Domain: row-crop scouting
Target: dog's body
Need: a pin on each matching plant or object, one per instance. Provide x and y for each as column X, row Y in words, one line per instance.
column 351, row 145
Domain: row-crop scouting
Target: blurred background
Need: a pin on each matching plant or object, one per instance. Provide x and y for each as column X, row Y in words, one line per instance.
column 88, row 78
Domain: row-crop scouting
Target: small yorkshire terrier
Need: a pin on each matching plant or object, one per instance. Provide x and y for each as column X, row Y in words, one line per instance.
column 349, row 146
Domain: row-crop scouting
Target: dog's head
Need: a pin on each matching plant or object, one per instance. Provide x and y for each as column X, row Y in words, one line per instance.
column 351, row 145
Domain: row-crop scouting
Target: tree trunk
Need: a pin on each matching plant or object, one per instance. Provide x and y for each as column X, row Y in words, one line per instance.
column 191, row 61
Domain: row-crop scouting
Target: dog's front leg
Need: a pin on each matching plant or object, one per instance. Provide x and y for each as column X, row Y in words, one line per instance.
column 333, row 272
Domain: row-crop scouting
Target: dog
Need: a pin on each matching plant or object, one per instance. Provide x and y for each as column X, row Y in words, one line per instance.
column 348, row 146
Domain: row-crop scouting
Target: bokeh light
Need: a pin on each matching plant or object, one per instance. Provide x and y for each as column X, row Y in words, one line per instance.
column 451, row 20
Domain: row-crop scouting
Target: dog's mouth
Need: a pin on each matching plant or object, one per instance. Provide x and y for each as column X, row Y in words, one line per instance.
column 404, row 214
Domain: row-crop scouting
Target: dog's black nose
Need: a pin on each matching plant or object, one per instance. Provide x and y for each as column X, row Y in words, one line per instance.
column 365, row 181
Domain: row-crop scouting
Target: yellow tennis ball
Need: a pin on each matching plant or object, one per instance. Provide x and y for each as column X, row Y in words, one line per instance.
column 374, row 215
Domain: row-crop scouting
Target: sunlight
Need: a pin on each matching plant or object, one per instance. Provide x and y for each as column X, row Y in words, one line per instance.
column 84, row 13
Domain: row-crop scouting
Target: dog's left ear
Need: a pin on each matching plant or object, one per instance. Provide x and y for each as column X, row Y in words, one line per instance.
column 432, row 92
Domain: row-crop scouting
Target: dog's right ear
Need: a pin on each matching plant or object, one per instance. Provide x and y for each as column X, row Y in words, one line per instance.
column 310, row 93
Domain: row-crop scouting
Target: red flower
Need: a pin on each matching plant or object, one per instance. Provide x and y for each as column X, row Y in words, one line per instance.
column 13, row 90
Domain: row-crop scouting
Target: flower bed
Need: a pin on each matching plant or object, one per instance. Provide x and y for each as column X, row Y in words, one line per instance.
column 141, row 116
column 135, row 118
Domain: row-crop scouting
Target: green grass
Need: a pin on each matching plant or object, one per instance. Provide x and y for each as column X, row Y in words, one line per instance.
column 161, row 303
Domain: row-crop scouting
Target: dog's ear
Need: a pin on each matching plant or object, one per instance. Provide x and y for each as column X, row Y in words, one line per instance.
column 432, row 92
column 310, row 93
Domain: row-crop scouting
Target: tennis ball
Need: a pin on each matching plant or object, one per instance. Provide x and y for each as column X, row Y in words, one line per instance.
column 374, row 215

------

# Work order:
Find and copy each line in the material above where the string "flower" occurs.

# Exercise answer:
Target: red flower
Target: flower bed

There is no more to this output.